═════ PROVIDED DATA

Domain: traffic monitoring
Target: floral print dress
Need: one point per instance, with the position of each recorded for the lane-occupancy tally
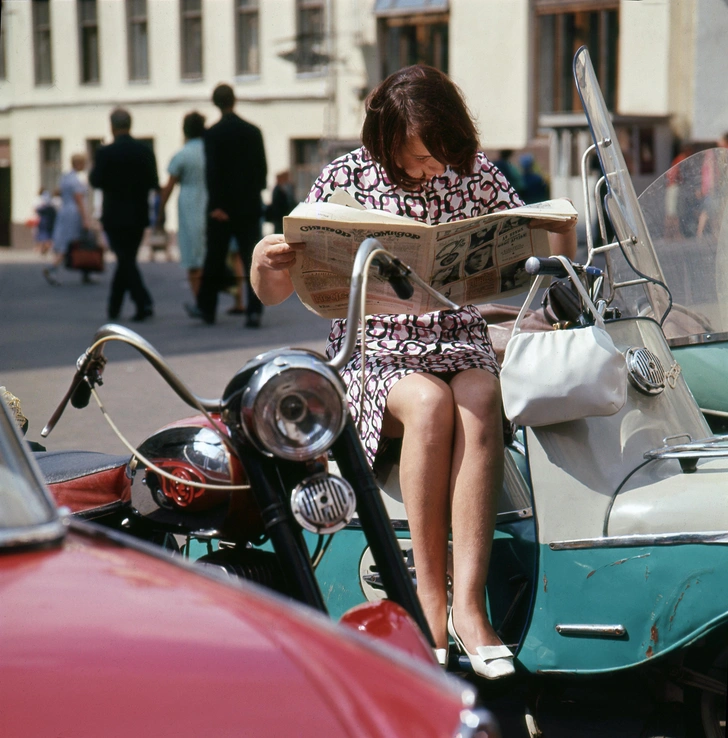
(441, 342)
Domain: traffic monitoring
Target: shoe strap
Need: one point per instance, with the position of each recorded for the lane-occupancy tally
(489, 653)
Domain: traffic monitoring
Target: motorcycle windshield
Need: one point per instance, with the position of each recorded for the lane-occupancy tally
(686, 212)
(635, 259)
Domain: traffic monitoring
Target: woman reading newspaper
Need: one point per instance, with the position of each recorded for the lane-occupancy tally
(430, 379)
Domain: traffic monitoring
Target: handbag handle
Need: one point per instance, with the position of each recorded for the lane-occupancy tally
(538, 280)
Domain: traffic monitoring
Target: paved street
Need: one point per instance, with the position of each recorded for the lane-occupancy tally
(44, 329)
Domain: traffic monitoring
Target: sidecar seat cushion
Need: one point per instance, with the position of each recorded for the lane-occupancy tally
(85, 480)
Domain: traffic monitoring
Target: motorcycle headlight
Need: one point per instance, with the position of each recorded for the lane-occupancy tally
(294, 407)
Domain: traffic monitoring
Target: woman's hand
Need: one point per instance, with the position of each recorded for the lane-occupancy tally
(269, 274)
(562, 234)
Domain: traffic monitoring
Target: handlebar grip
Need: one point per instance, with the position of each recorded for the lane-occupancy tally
(538, 265)
(81, 395)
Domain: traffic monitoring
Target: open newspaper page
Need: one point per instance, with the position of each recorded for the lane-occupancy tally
(469, 261)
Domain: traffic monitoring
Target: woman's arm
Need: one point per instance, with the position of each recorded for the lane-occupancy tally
(269, 273)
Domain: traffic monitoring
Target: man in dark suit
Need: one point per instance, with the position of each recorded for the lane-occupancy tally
(236, 175)
(125, 171)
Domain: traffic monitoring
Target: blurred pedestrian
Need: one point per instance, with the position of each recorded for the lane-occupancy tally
(236, 175)
(126, 171)
(187, 167)
(46, 213)
(72, 218)
(534, 187)
(282, 201)
(509, 169)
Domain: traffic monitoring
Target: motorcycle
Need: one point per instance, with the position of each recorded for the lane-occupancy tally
(106, 635)
(236, 486)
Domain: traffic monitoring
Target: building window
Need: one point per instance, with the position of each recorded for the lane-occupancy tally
(191, 39)
(137, 40)
(560, 34)
(2, 52)
(42, 42)
(50, 163)
(246, 37)
(310, 36)
(412, 32)
(88, 41)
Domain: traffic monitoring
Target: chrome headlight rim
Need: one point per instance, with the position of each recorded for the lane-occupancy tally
(264, 383)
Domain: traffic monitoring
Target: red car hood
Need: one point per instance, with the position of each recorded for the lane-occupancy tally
(97, 639)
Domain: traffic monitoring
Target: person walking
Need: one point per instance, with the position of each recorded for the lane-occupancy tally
(125, 171)
(71, 218)
(187, 167)
(281, 203)
(46, 213)
(236, 175)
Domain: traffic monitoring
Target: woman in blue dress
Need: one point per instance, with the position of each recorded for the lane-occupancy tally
(72, 217)
(187, 167)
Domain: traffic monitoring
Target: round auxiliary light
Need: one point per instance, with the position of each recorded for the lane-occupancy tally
(294, 407)
(323, 503)
(645, 371)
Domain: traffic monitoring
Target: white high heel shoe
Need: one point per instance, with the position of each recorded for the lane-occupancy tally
(491, 662)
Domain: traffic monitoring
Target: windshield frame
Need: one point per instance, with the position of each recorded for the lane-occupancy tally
(620, 202)
(45, 526)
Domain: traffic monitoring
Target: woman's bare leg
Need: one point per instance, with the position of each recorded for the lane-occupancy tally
(420, 410)
(477, 477)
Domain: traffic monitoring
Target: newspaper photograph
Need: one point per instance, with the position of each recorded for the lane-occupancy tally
(469, 261)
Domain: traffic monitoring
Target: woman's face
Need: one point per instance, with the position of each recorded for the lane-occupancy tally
(417, 161)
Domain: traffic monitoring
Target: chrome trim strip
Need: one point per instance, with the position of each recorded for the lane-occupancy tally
(612, 631)
(33, 535)
(657, 539)
(475, 722)
(696, 338)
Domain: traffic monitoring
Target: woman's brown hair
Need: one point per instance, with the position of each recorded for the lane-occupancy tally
(419, 101)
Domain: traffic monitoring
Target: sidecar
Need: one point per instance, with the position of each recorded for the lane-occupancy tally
(104, 635)
(611, 546)
(686, 214)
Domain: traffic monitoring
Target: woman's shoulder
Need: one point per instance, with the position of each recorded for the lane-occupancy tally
(492, 184)
(350, 172)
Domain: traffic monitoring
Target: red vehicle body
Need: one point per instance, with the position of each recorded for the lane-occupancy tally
(103, 635)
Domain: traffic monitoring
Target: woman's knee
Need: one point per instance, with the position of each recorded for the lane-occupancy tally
(422, 401)
(477, 391)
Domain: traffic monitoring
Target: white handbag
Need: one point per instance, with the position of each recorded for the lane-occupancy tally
(561, 375)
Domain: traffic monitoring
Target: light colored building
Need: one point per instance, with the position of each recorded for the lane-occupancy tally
(301, 69)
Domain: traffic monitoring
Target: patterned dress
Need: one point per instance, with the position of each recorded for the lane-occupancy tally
(442, 342)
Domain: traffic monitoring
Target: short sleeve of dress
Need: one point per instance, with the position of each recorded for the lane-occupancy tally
(324, 185)
(489, 186)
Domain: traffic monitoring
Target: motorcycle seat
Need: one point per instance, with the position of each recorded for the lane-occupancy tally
(85, 481)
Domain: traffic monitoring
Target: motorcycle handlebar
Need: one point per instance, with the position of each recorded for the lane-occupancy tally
(90, 366)
(550, 266)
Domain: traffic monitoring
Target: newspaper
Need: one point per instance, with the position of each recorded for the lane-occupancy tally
(469, 261)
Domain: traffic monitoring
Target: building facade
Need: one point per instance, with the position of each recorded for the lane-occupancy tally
(302, 68)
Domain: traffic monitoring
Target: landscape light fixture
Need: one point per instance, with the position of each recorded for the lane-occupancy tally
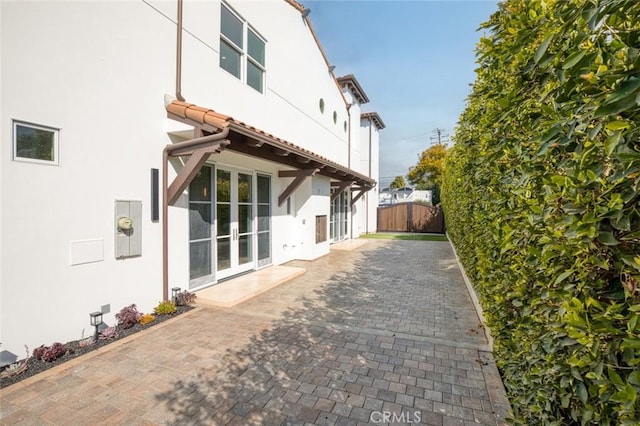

══════════

TASK OBJECTIVE:
All of the data should come back exactly as written, but without pictures.

RESPONSE TO THIS TASK:
Domain: traffic monitoring
Target: floral print dress
Need: one point per instance, with the position of each recorded for the lane-occupancy tally
(441, 342)
Domain: traffic monitoring
Target: shoe strap
Need: one point per instance, with the position of each recorded for the lane-occupancy tally
(489, 653)
Domain: traffic monitoring
Target: motorcycle windshield
Need: one point per instance, with the position of each recorded for the lane-occupancy tally
(686, 212)
(635, 259)
Domain: traffic monitoring
Target: woman reading newspaper
Need: one point per instance, with the position of each recorded for the lane-occupancy tally
(430, 379)
Domain: traffic monitoring
Target: handbag handle
Need: one point per instance, with the position of each recorded for the lane-occupancy tally
(538, 280)
Domain: traffic monitoring
Target: paved street
Need: one point per instance, with the position of each recorded for the lane-occupancy tally
(44, 329)
Domain: traffic monitoring
Target: sidecar seat cushion
Need: one point per instance, with the position of each recorded for the lane-occupancy tally
(85, 480)
Domain: traffic monitoring
Target: motorcycle headlight
Need: one point per instance, with the position of each recorded for the lane-occupancy tally
(294, 407)
Domain: traffic monitoring
Target: woman's hand
Need: one point per instance, with the position of each recorded for the lane-occupancy tally
(269, 274)
(562, 234)
Domain: traffic monitoring
Target: handlebar grip
Need: one point per instance, with the position of each recorded for the lane-occupancy tally
(538, 265)
(81, 395)
Domain: traffic monitoring
Target: open newspaper page
Need: one point per instance, with the position of each recorded for the lane-occupancy tally
(469, 261)
Domain: traffic monitoring
Target: woman's arm
Need: one point per instance, with the position of each recorded for the lane-occupancy tally
(269, 273)
Domain: traffic monitoring
Target: man in dark suit
Need: one point per instance, with the position of each recorded for the lane-occupancy tally
(236, 175)
(125, 171)
Domain: traffic monitoring
Target: blurred pedestrian
Need: one point per instance, with the position of each recorded for the lane-occupancy tally
(236, 175)
(126, 171)
(187, 167)
(46, 213)
(72, 218)
(534, 187)
(282, 201)
(509, 169)
Domain: traffic monitoring
Target: motorcycle
Need: one point per instance, with the position of each recorded for the lane-occupancy tally
(106, 635)
(236, 486)
Domain: traffic monitoring
Target: building window
Need: one point per instance, with the position of each recorded for the lane-occupancy tally
(191, 39)
(137, 40)
(560, 34)
(2, 52)
(42, 42)
(50, 163)
(246, 37)
(310, 36)
(412, 32)
(88, 41)
Domain: traffic monitoring
Target: chrome headlight rim
Need: one point per instance, with the position of each recorded for the lane-occupancy tally
(264, 383)
Domain: traffic monitoring
Target: red car hood
Need: one point per instance, with the position of each recorded for the lane-occupancy tally
(97, 639)
Domain: traffic monitoring
Target: person walking
Need: one point per instance, with the position of each recorded for the lane-occupancy tally
(125, 171)
(71, 218)
(187, 167)
(281, 203)
(46, 213)
(236, 175)
Domain: traffic monitoring
Target: woman in blue dress
Need: one point per instance, with the position of each recorded for the lane-occupancy tally
(72, 217)
(187, 167)
Domain: traffic monitoring
Target: round auxiliary light
Need: one point per instance, with the position of each recorded for the lane-occupancy tally
(294, 407)
(323, 503)
(645, 371)
Domain: traffic monitoring
Target: white high heel shoe
Need: one point per instance, with the position of each recorded for the lane-occupancy tally
(491, 662)
Domain: traffic monitoring
Target: windshield frame
Need: one point per instance, with the position of each recorded for the lane-occupancy tally
(620, 202)
(45, 526)
Domain: traffic monitoring
Target: woman's bare leg
Need: one point per instance, with the position of each recorded for the lane-occupancy tally
(420, 410)
(477, 477)
Domain: traffic monitoring
Target: newspaper photograph
Need: one point per instance, with the position of each recorded for the lane-occupancy tally
(469, 261)
Domain: traffic monitoring
Target: woman's face
Need: one point per instance, with the position of each recorded for the lane-occupancy tally
(417, 161)
Domain: traffic monitoring
Target: chrome trim strip
Need: one point per instance, with the position of each recorded for the lane-occupancy tally
(612, 631)
(33, 535)
(657, 539)
(475, 722)
(696, 338)
Domain: traffic monitoring
Target: woman's brown hair
Need: one point per instance, with the position of each recorded for the lane-occupancy tally
(419, 101)
Domain: traffic monitoring
Target: sidecar
Need: one point per instance, with the position of each recorded for the lane-occupancy tally
(104, 635)
(611, 546)
(686, 214)
Domain: traffic monitoring
Target: woman's shoulder
Need: one point per instance, with the position of each recorded for the lane-occupancy tally
(492, 184)
(350, 172)
Domain: traffic monitoring
Target: red vehicle body
Need: one point per instance, with the position of each recorded for the lane-occupancy tally
(103, 635)
Domain: traffic monitoring
Target: woman's knee
Need: one point per instance, with the position of each recorded for the lane-occupancy tally
(422, 401)
(477, 391)
Domain: traffic monitoring
Target: white handbag
Need: one point per instance, with the position of each recorded for the lane-occupancy tally
(561, 375)
Domain: traffic monitoring
Target: light colored building
Need: one point per instance, with the position of each recorded for the lane-occupancy tally
(301, 69)
Domain: traffic monitoring
Target: patterned dress
Need: one point per instance, with the position of each recorded for the lane-occupancy tally
(442, 342)
Domain: traffic monitoring
Target: short sleeve of dress
Need: one point per instance, with the position of each recorded for the lane-occupancy tally
(324, 185)
(489, 186)
Domain: traffic monitoring
Target: motorcycle seat
Need: one point per instance, with the position of each recorded for the lane-occupancy tally
(85, 481)
Domain: traffic monitoring
Target: motorcycle handlebar
Need: one point per instance, with the position of each recorded for the lane-occupancy tally
(90, 366)
(550, 266)
Domain: traffic monitoring
Target: newspaper
Need: one point per instance, with the position of each recorded for the lane-occupancy tally
(469, 261)
Domain: traffic monitoring
Target: building facade
Need: one point per instance, with the position of each recorded for the lane-occupancy tally
(302, 68)
Domain: traffic monitoring
Target: landscape light fixture
Need: one point per instance, with the position of each recorded for the lane-occupancy tally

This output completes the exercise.